→ **The task**: Continue the biography of Richard J. Ferris, starting after its final sentence on the 1985 pilots' strike.

→ **Passage for review**:
***

- Born: August 31, 1936 Sacramento, California, U.S.
- Died: January 16, 2022 (aged 85) Orlando, Florida, U.S.
- Education: Cornell University
- Occupations: Business executive; CEO of United Airlines Limited; Co-chairman of Pebble Beach Golf Links

= Richard J. Ferris =

American business executive (1936–2022)

Richard Jesse Ferris (August 31, 1936 – January 16, 2022) was an American business executive who was the CEO of UAL Corporation, the former holding company of United Airlines, and was later the co-owner of the Pebble Beach Golf Links in Monterey County, California. During his time as the CEO of UAL Corporation, he helped restructure the company into a travel industry conglomerate called the Allegis Corporation, which combined the assets of United Airlines, The Hertz Corporation, Westin Hotels, Hilton International, and the Apollo Reservation System.

==Early life and education==
Ferris was born in Sacramento, California, on August 31, 1936. His father was an insurance salesman. He served three years in the United States Army after the Second World War, and spent time in Japan managing an army officers' club in Tokyo before returning to the states to graduate with a hotel management degree from Cornell University in 1962.

==Career==
Ferris started his career with Western International Hotels, which later became Westin Hotels & Resorts. He spent his time managing a number of the company's properties across the country. During this time, he also was the general manager of the Continental Plaza Hotel in Chicago.

He joined UAL Corporation, the parent holding company of United Airlines, after UAL's acquisition of Western International Hotels in 1970 and was made president of United's Food Services Division in 1971. He then became group vice president of marketing in 1974. He would go on to become CEO of United in 1976 at the age of 39 and chairman of the board in 1978. Ferris was named CEO of Allegis Corporation in 1979 and chairman and president in 1982. He followed his mentor, Edward Carlson, who himself had been Western Hotels' CEO.

During his time as the CEO at UAL Corporation, he was a proponent of airline deregulation, which began in the United States with the passing of the Airline Deregulation Act of 1978. He also led acquisitions by purchasing the Pacific routes of Pan American Airways. He was also at the helm of the company during the airline pilots' strike of 1985. The strike itself was prompted by UAL's demand for a two-tier wage structure, in which newly hired pilots would earn less than current employees. UAL won its demand for a two-tier system after a 29-day strike that ended in June 1985.

***

→ **Extracted information**:
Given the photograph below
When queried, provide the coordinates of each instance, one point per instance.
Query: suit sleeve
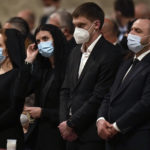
(139, 113)
(88, 112)
(64, 97)
(103, 109)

***

→ **Response**:
He organized the company into a travel conglomerate and renamed it Allegis, while trying to battle activist investors' attempts to take over the company. The conglomerate brought together United Airlines, along with the company's acquisitions of the rental car company Hertz, Westin Hotels, Hilton Hotels, and the Apollo Reservation System. In a later interview in 2002, he would say that the name sounded like "a bad cold".

During this time, he was noted to have worked on an 'unusual' financing deal with The Boeing Company where he paid the corporation $700 million in convertible notes which could have been exchanged for 16% of the common stock of the Allegis combined entity. The move was intended to act as a deterrent against hostile takeovers but instead ended up offending its shareholders over dilution of their existing shares.

The conglomerate did not result in the intended synergies and a takeover bid was mounted by the company's pilot union for $4.5 billion. The board agreed to disband the conglomerate and undertake a restructuring effort in 1987, resulting in the sale of the Hilton Hotels and Hertz rental car businesses. Ferris stepped down as the CEO in June 1987.

Ferris stayed connected with the travel industry, partnering with American businessman and former MLB commissioner Peter Ueberroth to acquire Guest Quarters Hotels while partnering with the American multinational conglomerate General Electric. The company would go on to merge with DoubleTree hotels in December 1993, and later with the Promus Hotel Corporation. Ferris quit the combined company in 1997.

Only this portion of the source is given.